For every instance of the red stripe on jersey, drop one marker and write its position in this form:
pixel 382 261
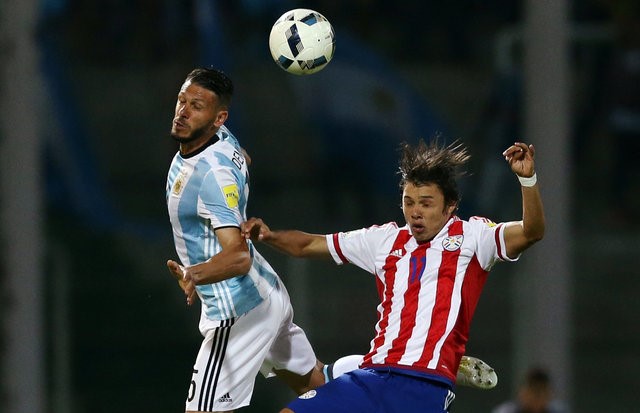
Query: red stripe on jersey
pixel 385 290
pixel 497 236
pixel 455 344
pixel 336 245
pixel 442 305
pixel 417 265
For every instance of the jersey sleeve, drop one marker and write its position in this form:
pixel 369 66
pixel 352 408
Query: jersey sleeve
pixel 490 247
pixel 219 198
pixel 357 247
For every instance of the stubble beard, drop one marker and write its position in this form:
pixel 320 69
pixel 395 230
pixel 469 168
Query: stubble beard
pixel 194 136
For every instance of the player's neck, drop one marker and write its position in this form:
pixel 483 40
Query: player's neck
pixel 188 149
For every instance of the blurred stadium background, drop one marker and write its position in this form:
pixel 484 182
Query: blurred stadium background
pixel 92 322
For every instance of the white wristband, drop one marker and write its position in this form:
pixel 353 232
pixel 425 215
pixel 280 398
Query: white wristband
pixel 530 181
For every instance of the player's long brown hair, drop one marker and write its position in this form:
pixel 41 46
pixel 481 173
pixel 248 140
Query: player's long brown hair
pixel 434 163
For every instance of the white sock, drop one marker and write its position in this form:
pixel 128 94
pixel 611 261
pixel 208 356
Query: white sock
pixel 341 366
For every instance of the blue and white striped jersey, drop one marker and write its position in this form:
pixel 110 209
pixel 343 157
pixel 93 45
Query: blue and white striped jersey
pixel 207 190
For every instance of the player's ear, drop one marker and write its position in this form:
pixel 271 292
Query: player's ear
pixel 451 208
pixel 221 118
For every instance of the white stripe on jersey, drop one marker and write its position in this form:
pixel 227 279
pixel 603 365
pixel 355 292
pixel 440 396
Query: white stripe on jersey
pixel 428 291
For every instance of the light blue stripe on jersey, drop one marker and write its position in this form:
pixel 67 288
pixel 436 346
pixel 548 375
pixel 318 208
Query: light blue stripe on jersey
pixel 193 226
pixel 198 208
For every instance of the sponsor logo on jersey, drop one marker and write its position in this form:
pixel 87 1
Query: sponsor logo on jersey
pixel 231 195
pixel 397 253
pixel 308 395
pixel 453 242
pixel 178 185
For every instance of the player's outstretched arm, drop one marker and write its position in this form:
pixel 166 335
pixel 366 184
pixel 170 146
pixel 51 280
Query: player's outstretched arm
pixel 521 235
pixel 178 272
pixel 291 242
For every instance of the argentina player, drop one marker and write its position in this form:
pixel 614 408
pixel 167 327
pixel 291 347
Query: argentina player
pixel 246 314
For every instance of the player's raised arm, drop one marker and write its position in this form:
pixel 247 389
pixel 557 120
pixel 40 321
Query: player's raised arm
pixel 522 234
pixel 291 242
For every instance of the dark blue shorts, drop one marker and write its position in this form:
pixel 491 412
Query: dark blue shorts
pixel 373 391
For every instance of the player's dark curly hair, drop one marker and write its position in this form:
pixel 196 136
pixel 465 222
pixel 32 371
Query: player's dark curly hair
pixel 433 163
pixel 214 80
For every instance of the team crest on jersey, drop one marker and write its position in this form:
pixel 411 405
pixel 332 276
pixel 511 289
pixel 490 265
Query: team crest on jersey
pixel 453 242
pixel 308 395
pixel 178 185
pixel 231 195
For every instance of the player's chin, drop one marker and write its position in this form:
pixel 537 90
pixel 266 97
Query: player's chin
pixel 180 137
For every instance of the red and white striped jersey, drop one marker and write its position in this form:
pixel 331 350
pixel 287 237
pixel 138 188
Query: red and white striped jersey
pixel 428 291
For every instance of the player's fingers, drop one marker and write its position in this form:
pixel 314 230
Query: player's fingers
pixel 532 150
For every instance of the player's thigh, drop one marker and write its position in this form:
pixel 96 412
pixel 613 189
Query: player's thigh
pixel 230 357
pixel 290 349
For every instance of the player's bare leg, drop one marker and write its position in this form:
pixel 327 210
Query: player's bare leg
pixel 472 372
pixel 302 384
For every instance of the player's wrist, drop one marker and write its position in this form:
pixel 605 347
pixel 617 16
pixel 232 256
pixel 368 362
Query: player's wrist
pixel 528 181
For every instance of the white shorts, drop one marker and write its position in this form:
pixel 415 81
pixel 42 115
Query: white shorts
pixel 233 351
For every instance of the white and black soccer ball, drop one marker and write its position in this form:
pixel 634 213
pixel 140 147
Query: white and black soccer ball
pixel 302 41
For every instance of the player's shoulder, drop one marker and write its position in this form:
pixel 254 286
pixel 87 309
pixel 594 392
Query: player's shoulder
pixel 480 223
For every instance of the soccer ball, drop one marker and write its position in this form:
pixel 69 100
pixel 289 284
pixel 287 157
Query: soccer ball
pixel 302 41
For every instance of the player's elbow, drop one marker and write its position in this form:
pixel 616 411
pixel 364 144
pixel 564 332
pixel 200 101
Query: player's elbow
pixel 243 263
pixel 534 234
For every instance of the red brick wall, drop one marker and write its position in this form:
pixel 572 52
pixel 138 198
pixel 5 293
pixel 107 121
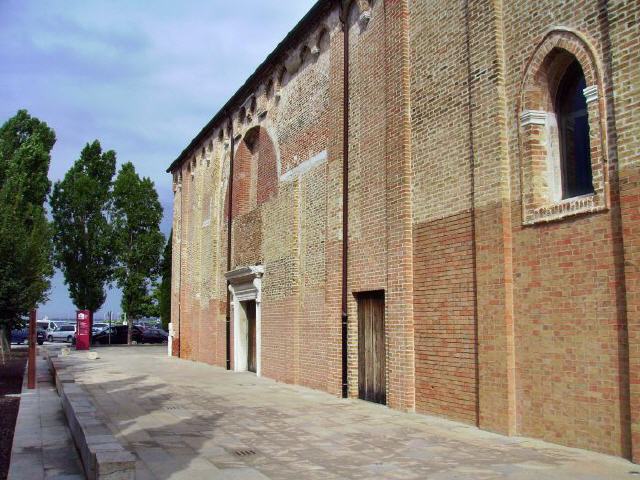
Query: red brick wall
pixel 445 318
pixel 518 329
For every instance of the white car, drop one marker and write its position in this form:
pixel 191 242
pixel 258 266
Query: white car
pixel 62 333
pixel 98 327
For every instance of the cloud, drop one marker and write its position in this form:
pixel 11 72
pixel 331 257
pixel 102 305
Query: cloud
pixel 142 77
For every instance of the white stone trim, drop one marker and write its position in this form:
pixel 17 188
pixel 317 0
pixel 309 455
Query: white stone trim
pixel 591 93
pixel 533 117
pixel 304 167
pixel 245 284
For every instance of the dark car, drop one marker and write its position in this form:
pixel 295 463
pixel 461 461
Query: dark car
pixel 154 335
pixel 117 335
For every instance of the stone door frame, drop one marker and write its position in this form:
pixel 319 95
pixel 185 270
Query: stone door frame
pixel 245 284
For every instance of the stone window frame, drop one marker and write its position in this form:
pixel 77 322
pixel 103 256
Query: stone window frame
pixel 540 168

◆ PROMPT
Write out all of the data above word for word, leaving out the pictures.

◆ SOLUTION BELOW
For every instance of the red stripe on jersey, drop one marker and write its position in this form:
pixel 382 261
Query: red stripe on jersey
pixel 385 290
pixel 497 236
pixel 455 344
pixel 336 245
pixel 442 305
pixel 417 265
For every instance of the jersey sleeve, drop one marker and write its position in this form:
pixel 369 66
pixel 352 408
Query: jersey sleeve
pixel 490 247
pixel 219 198
pixel 357 247
For every instance of the stubble beard, drop one marker and write its position in this form:
pixel 320 69
pixel 395 230
pixel 469 168
Query: stubble beard
pixel 194 136
For every instance of the player's neck, drop one marker and write its position in this form:
pixel 483 40
Query: player's neck
pixel 188 149
For every instance of the blurred stadium background, drop one marker and write its position in this form:
pixel 484 182
Query: blurred stadium background
pixel 92 322
For every instance of the white wristband, drop one marker and write its position in this form:
pixel 353 232
pixel 425 215
pixel 280 398
Query: white wristband
pixel 530 181
For every instance of the player's long brown hair, drop one marker and write its position in this form:
pixel 41 46
pixel 481 173
pixel 248 140
Query: player's long brown hair
pixel 434 163
For every instance of the white sock, drop one marker and write its position in this form:
pixel 128 94
pixel 611 261
pixel 208 356
Query: white sock
pixel 341 366
For every instance of the blue and white striped jersey, drop one marker and write its position in this form:
pixel 110 209
pixel 343 157
pixel 93 45
Query: blue and white striped jersey
pixel 207 190
For every instance of the player's ear, drop one marker and write its position in this form:
pixel 271 292
Query: player's ear
pixel 451 208
pixel 221 118
For every instance of the white stripe on jersey, drop one marker and write its position in this form:
pixel 227 279
pixel 603 365
pixel 355 292
pixel 440 396
Query: white stripe on jersey
pixel 428 291
For every instance of the light blue stripe on jersey, drop one marker and write its position in this form:
pixel 67 288
pixel 436 346
pixel 548 375
pixel 318 208
Query: light blue stripe on jersey
pixel 193 226
pixel 198 208
For every instance of the sponsor logo on jersey, drop one marker and write its position in this form:
pixel 87 1
Query: sponsor logo on jersey
pixel 231 195
pixel 397 253
pixel 308 395
pixel 453 242
pixel 178 185
For every instance of the player's outstretched arm, drop one marker and write its position in this form:
pixel 166 335
pixel 366 184
pixel 170 146
pixel 51 280
Query: player's outstretched arm
pixel 521 235
pixel 178 272
pixel 291 242
For every instance of the argentina player, drop one marker and write its position in this form:
pixel 614 408
pixel 167 327
pixel 291 347
Query: argentina player
pixel 246 314
For every instance of the player's raised arm, drop one marker and write its position in this form:
pixel 247 389
pixel 557 120
pixel 40 321
Query: player's raised arm
pixel 522 234
pixel 291 242
For every instance of the dark blue shorts, drop one marker and write its position in this form:
pixel 491 412
Query: dark blue shorts
pixel 373 391
For every instance of the player's dark curly hair, drop one marker and write its position in this form:
pixel 196 136
pixel 465 222
pixel 32 371
Query: player's dark curly hair
pixel 433 163
pixel 214 80
For every instance of the team crest on jersey, drop one marker and write its position in this form:
pixel 411 405
pixel 332 276
pixel 511 289
pixel 490 265
Query: team crest on jersey
pixel 453 242
pixel 308 395
pixel 178 185
pixel 231 195
For every instance of the player's chin, drop one marker and write its position in this form:
pixel 537 90
pixel 266 97
Query: player's chin
pixel 180 137
For every instance of the red and white striped jersey, drop one marker and write its position in this form:
pixel 331 350
pixel 287 237
pixel 138 188
Query: red and white striped jersey
pixel 428 291
For every instance of the player's fingers, drop one marker and write its position in this form:
pixel 314 230
Query: player's fingers
pixel 532 150
For every instance of the player's thigh, drop one marker and write its position in this form:
pixel 96 412
pixel 613 189
Query: player's thigh
pixel 230 357
pixel 290 349
For every instance of the player's bare leg, drop one marker and write its position in this form:
pixel 327 210
Query: player's bare leg
pixel 472 372
pixel 302 384
For every instance of the player's wrist, drop one marker and write its position in this form:
pixel 605 347
pixel 617 16
pixel 232 256
pixel 368 362
Query: player's wrist
pixel 528 181
For every instance of the white shorts, drop one marker and write its position in this form:
pixel 415 81
pixel 42 115
Query: white shorts
pixel 233 351
For every instance of the white and black soccer ball, drop one marker and write its position in this form:
pixel 634 213
pixel 140 147
Query: white and black soccer ball
pixel 302 41
For every instance of the player's shoulder, drop one marker and write its position in this form:
pixel 254 286
pixel 87 309
pixel 594 392
Query: player's shoulder
pixel 480 223
For every instance of the soccer ball, drop one marker and write its position in this form:
pixel 69 100
pixel 289 284
pixel 287 157
Query: soccer ball
pixel 302 41
For every instance of the player's elbow, drop one marker and write its position in this form:
pixel 616 411
pixel 364 144
pixel 564 332
pixel 200 101
Query: player's elbow
pixel 243 263
pixel 534 234
For every instance of the red brick wall, drop one marker and write its position in this form:
pixel 572 52
pixel 138 198
pixel 5 293
pixel 107 121
Query: red brick wall
pixel 445 318
pixel 518 329
For every instance of the white car, drop one marker and write its position in this form:
pixel 191 242
pixel 258 266
Query: white car
pixel 62 333
pixel 98 327
For every instance of the cloud, drop one marker and write its position in this form:
pixel 11 72
pixel 331 257
pixel 102 305
Query: cloud
pixel 142 77
For every instance of the white stone trim, drop one marker and write its position in this form:
pixel 17 188
pixel 317 0
pixel 309 455
Query: white stone trim
pixel 591 93
pixel 533 117
pixel 304 167
pixel 245 284
For every instance of the dark car, drop one marker and write its position in this form:
pixel 295 463
pixel 461 461
Query: dark car
pixel 154 335
pixel 117 335
For every instance of the stone door frame, drop one marker and write its position in this form:
pixel 319 95
pixel 185 270
Query: stone door frame
pixel 245 284
For every instance of the stone window frame, drop one marker and write its position in this form:
pixel 77 322
pixel 103 256
Query: stone window frame
pixel 540 168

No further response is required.